▸ **WORK ORDER**: Omitting all images, transcribe the listing word for word.

▸ **GIVEN RECORDS**:
*** Block opens ***
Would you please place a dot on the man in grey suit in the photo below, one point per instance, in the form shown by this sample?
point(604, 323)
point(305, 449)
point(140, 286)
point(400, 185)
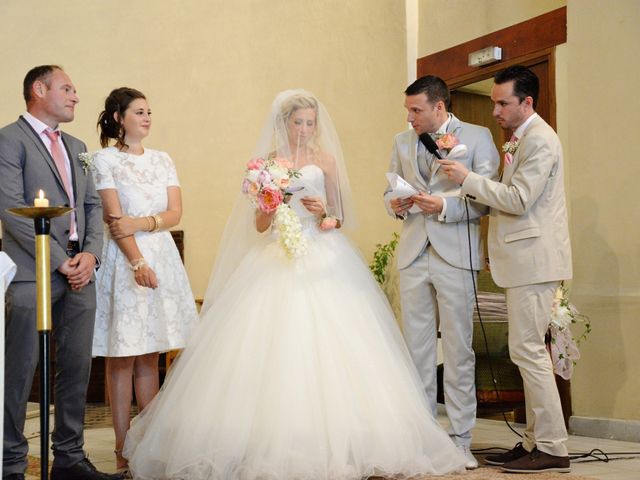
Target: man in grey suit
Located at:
point(34, 155)
point(437, 263)
point(530, 254)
*** Block closes ***
▸ **SOLUTION**:
Would you please place a dot on the man in grey suit in the photo below, one point per instance, in the form shown by this sample?
point(604, 323)
point(305, 449)
point(140, 286)
point(400, 185)
Target: man in grey suit
Located at:
point(34, 155)
point(437, 263)
point(530, 254)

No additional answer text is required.